### What this task involves
From the material below, pull each line containing the string "separate".
**** Record excerpts ****
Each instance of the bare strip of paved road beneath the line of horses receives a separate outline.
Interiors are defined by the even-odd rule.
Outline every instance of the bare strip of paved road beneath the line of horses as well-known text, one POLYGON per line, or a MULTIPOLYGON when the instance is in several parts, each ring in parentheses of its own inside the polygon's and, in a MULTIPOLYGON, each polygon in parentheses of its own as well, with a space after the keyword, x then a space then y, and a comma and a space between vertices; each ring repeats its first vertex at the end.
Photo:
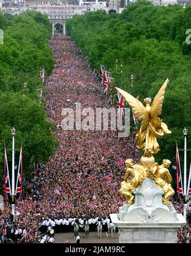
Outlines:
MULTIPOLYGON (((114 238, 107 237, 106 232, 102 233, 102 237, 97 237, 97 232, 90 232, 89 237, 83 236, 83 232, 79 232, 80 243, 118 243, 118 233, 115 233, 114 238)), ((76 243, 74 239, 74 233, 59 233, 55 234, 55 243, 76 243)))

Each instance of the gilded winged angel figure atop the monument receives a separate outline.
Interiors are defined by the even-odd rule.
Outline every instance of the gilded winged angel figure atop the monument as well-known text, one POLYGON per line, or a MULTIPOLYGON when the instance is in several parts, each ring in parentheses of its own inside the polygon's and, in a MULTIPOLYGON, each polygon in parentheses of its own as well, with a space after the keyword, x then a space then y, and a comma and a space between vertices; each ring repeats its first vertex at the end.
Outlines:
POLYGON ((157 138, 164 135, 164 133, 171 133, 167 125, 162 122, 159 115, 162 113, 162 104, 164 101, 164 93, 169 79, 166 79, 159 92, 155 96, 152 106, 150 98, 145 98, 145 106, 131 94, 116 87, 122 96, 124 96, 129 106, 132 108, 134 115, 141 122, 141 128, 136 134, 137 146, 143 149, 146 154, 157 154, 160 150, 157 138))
****
### Written answer
Each instance of the bare strip of paved road beneath the line of horses receives a separate outline.
Each instance of the gilded winged angel figure atop the monument receives a separate outline.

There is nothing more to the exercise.